** TEXT PROVIDED **
◆ ◆ ◆ ◆ ◆ ◆ ◆

Even though this engine lacks overhead camshafts and four valves per cylinder, it delivers a potent 300 hp at 5200 rpm and 320 lb-ft of torque at 4000 rpm. It revs to 6000 rpm and tops 20 mpg on the highway in two-wheel-drive trim. A four-speed Hydra-Matic 4L60 is the only available transmission.
Whether you buy it as a stand-alone option or buried deeply within some package, the new V-8 adds $1300 to the price of a Colorado or Canyon equipped with the 3.7-liter in-line five. It’s not offered in the two-door standard-cab models but can be installed in both extended-cab (with jump-seat access provided by rear-hinged half doors) and real four-door crew-cab models. Care checking option boxes can keep the price from breaking through the $30,000 barrier. The tow rating is 6000 pounds for all configurations, a 500-pound gain over kin powered by the five-shooter.
BEHIND THE WHEEL
We test-drove one Colorado and one Canyon equipped with the new V-8. Both were attractive aqua blue crew cabs with snooty leather upholstery and five-foot beds. The Chevy–with Insta-Trac four-wheel drive, Z71 off-road suspension, and 2LT trim–topped out at $33,765. The GMC, in boy-racer guise, brought two-wheel-drive, a ZQ8 sport suspension package, and a $31,230 sticker to the party. We used the Colorado to deliver a face cord of firewood through a foot of snow, an assignment it fulfilled without flinching. The Canyon mainly hauled ass, although it also endured more than a 100 miles of boat towing in the dead of winter without whining.
Our Vbox test gear clocked the ‘s 0-to-60-mph run in seven seconds flat on the way to a 15.4-second, 93-mph quarter mile. The speed limiter kicked in at 125 mph. Hitched to a 5150-pound boat and trailer, the mighty V-8 hustled this pickup to 60 mph in 15.9 seconds and averaged a decent 11 mpg during suburban cruising. These results were achieved with a 3.42:1 axle ratio. For quicker acceleration (at the expense of fuel mileage), you can alternatively specify a 3.73:1 or a 4.10:1 ratio. The $295 locking differential should be considered essential equipment when the opposite end of the truck boasts V-8 vitality.

◆ ◆ ◆ ◆ ◆ ◆ ◆

** DATASET CONTENT **
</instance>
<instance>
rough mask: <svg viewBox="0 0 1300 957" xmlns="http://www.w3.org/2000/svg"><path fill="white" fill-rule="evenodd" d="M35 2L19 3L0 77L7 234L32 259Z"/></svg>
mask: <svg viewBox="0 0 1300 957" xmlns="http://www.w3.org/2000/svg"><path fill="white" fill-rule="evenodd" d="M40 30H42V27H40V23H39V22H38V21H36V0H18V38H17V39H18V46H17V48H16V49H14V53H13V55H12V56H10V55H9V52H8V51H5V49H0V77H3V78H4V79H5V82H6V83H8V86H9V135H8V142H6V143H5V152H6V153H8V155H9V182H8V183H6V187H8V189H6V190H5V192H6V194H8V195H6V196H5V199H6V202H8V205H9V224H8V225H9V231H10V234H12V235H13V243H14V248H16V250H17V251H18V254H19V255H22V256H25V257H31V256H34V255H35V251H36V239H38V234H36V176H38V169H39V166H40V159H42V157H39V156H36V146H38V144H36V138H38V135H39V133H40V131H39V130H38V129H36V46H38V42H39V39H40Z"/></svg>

◆ ◆ ◆ ◆ ◆ ◆ ◆

** THE PROBLEM **
In the text about the V-8 Colorado and Canyon pickups, what tow rating does the new V-8 give?

** EXPECTED ANSWER **
6000 pounds for all configurations.